## Exercícios propostos
- a) Reproduza fielmente a parte do texto sobre a criação de gado no Piauí que vai de "A colonização do" a "território do Maranhão.".
- b) Traduza para o inglês esta frase do texto sobre a criação de gado no Piauí: "A capitania do Piauí foi oficialmente criada em 1718, mas só foi instalada em 1758, quando o governador João Pereira Caldas (1724-1794) a organizou."

## Texto apresentado
+===+
4.26.2011

HISTÓRIA DA CRIAÇÃO DE GADO NO PIAUÍ

Leopoldo Costa

Antes do ano de 1880, o Piauí não dispunha de nenhuma saída para o mar. Para ter as vantagens de ser um estado com acesso ao mar, fez uma troca cedendo dois municípios ao Ceará (Crateús e Independência) em troca de 
uma costa oceânica que tem apenas 66 quilômetros de extensão.


Até o ano de 1695 pertencia à capitania de Pernambuco, quando por carta régia foi transferido para a capitania do Maranhão,porém a transferência só foi efetivada em 1715. Neste período de 20 anos houve uma desordem administrativa, que provocou a distribuição de sesmarias indiscriminadamente por ambas as capitanias. Foi em 1795, que o príncipe regente João VI regulamentou a distribuição de sesmarias e puniu os desmandos dos sesmeiros.

A capitania do Piauí foi oficialmente criada em 1718, mas só foi instalada em 1758, quando o governador João Pereira Caldas (1724-1794) a organizou.
A colonização do território piauiense começou pelo sul quando o fazendeiro baiano Domingos Afonso Mafrense (m. 1711) e o bandeirante paulista Domingos Jorge Velho (1641-1705) à serviço da Casa da Torre de Garcia D’Avila, conseguiram atravessar para o outro lado da margem do rio São Francisco num trecho encachoeirado. Primeiramente tomaram posse de terras do Pernambuco e mais tarde seguindo o fluxo do riacho do Pontal e pela serra dos Dois Irmãos passaram a estabelecer currais em  território piauiense. Estabeleceram-se em 1670 as margens do rio Parnaíba, primeiro rio perene que encontraram, depois de ultrapassado o rio São Francisco. Os currais de criação foram sendo instalados acompanhando o curso deste rio e também passaram para a outra margem, o que é hoje território do Maranhão.
+===+
## Trecho de dados
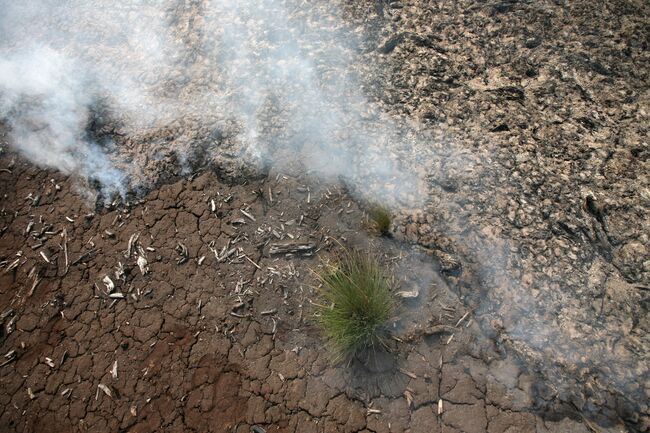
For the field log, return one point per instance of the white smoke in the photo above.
(220, 63)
+===+
## Respostas do exercício
- a)
A colonização do território piauiense começou pelo sul quando o fazendeiro baiano Domingos Afonso Mafrense (m. 1711) e o bandeirante paulista Domingos Jorge Velho (1641-1705) à serviço da Casa da Torre de Garcia D’Avila, conseguiram atravessar para o outro lado da margem do rio São Francisco num trecho encachoeirado. Primeiramente tomaram posse de terras do Pernambuco e mais tarde seguindo o fluxo do riacho do Pontal e pela serra dos Dois Irmãos passaram a estabelecer currais em  território piauiense. Estabeleceram-se em 1670 as margens do rio Parnaíba, primeiro rio perene que encontraram, depois de ultrapassado o rio São Francisco. Os currais de criação foram sendo instalados acompanhando o curso deste rio e também passaram para a outra margem, o que é hoje território do Maranhão.

- b) The captaincy of Piauí was officially created in 1718, but it was only established in 1758, when governor João Pereira Caldas (1724-1794) organized it.